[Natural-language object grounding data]

▼

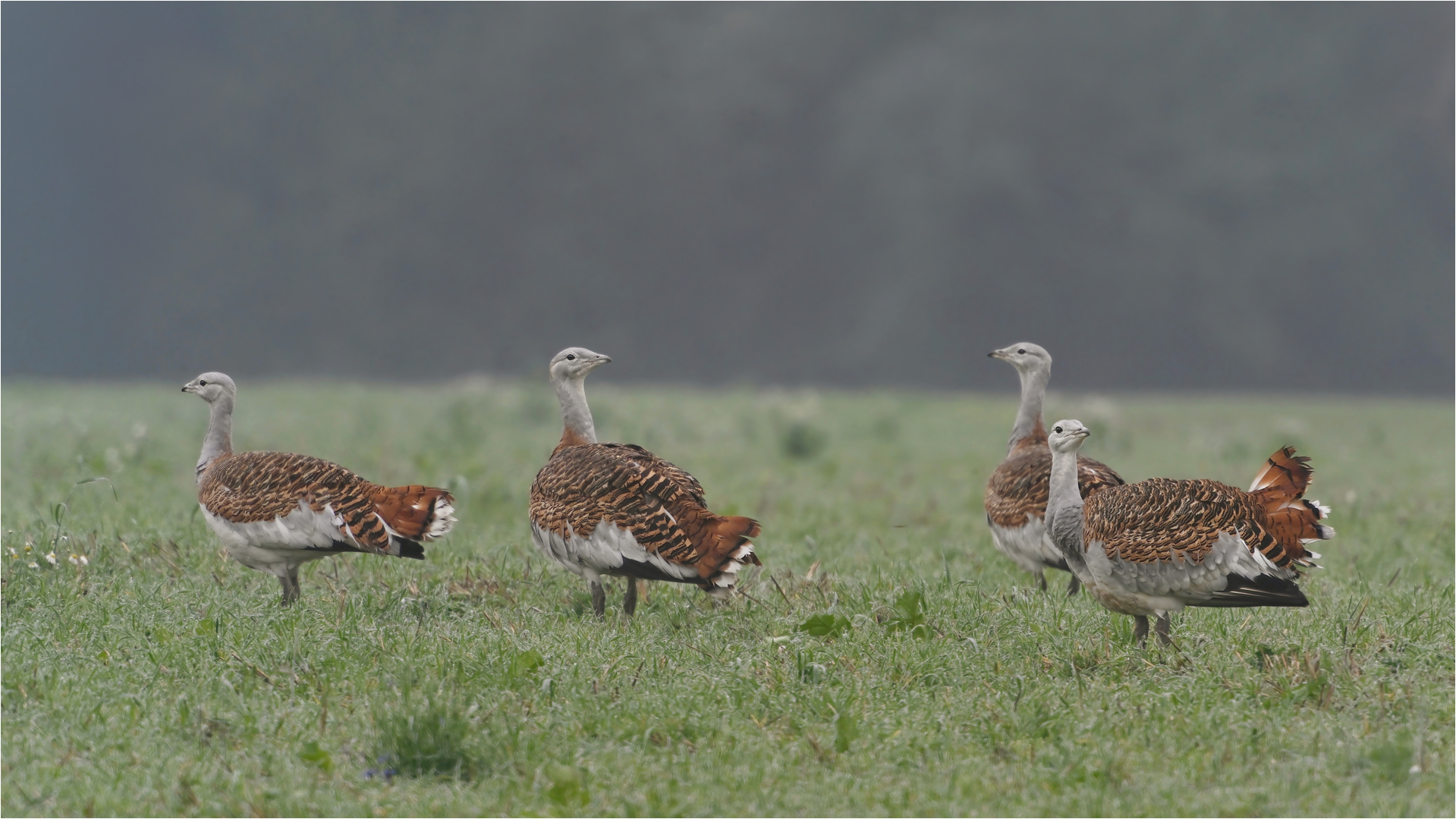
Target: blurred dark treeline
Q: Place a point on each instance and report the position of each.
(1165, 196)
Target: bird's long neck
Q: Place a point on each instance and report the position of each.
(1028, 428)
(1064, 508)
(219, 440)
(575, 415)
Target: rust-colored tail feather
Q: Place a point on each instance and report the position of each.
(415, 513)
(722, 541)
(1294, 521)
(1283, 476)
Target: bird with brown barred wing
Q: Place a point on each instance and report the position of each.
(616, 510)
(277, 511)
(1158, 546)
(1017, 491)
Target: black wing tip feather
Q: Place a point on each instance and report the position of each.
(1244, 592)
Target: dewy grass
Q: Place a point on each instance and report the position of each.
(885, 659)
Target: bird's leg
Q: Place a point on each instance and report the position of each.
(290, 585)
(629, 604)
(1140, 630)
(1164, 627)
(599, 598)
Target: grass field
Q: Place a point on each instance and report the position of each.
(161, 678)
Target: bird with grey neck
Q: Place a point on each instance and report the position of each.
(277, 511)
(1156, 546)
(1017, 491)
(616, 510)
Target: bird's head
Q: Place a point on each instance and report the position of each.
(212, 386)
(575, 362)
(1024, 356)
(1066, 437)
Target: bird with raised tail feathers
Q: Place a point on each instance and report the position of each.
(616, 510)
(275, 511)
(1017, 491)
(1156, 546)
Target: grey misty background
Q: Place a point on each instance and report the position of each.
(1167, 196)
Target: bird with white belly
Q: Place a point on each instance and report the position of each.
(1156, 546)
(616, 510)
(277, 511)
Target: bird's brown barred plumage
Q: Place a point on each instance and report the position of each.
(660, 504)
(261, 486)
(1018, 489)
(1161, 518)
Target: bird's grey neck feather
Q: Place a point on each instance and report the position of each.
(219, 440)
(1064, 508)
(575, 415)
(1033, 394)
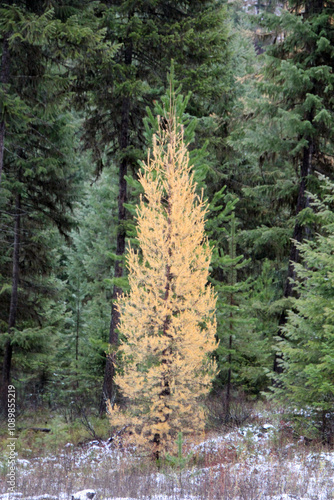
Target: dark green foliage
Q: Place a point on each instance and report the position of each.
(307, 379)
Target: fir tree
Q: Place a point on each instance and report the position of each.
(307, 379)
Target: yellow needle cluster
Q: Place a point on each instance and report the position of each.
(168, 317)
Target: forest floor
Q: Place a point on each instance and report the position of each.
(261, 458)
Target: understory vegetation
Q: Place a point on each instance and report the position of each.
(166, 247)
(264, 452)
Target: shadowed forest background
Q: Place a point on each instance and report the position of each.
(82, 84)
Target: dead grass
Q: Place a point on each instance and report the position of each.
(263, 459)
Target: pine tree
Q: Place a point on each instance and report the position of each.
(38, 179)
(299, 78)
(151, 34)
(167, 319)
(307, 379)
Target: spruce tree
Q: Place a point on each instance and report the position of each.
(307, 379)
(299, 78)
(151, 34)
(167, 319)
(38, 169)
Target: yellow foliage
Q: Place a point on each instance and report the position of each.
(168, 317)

▲
▼

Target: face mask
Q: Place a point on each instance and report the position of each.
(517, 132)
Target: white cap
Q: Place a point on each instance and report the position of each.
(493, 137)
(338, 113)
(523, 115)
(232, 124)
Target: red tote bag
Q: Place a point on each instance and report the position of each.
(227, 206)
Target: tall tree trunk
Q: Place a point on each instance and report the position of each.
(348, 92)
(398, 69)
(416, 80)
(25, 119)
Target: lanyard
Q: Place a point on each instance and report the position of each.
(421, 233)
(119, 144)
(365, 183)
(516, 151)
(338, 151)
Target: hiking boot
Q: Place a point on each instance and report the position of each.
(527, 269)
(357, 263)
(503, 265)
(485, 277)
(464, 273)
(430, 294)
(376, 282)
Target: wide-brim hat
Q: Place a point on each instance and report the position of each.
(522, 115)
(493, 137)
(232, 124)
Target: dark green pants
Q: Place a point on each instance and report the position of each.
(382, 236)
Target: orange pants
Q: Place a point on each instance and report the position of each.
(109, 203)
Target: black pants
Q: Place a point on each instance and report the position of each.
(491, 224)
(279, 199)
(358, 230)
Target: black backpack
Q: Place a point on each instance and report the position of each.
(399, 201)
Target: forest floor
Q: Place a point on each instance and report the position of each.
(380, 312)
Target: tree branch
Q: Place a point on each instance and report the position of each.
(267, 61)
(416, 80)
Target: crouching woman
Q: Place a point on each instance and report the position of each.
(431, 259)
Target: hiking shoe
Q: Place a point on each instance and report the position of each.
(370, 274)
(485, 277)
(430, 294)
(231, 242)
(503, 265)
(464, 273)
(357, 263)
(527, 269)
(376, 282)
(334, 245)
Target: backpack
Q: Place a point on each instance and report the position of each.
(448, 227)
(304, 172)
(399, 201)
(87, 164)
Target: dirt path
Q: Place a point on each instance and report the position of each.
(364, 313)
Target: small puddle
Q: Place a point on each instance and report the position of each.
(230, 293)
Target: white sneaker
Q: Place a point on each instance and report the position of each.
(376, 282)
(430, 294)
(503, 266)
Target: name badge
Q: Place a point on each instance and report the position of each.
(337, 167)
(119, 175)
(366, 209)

▲

Problem description |
Please give again the lines above between the line holding "Target: bird's leg" and the line holding "Target: bird's head", inclusive, exactly as they are and with nothing added.

Response to the exercise |
Target: bird's leg
Q: Place a point on each instance and report the position of each.
(290, 585)
(629, 604)
(1140, 630)
(1164, 627)
(599, 598)
Target: grass field
Q: Place a point on each instance and report the position of each.
(161, 678)
Target: bird with grey neck
Q: Place a point on each instance and report the position of each.
(277, 511)
(1156, 546)
(1017, 491)
(616, 510)
Target: bird's head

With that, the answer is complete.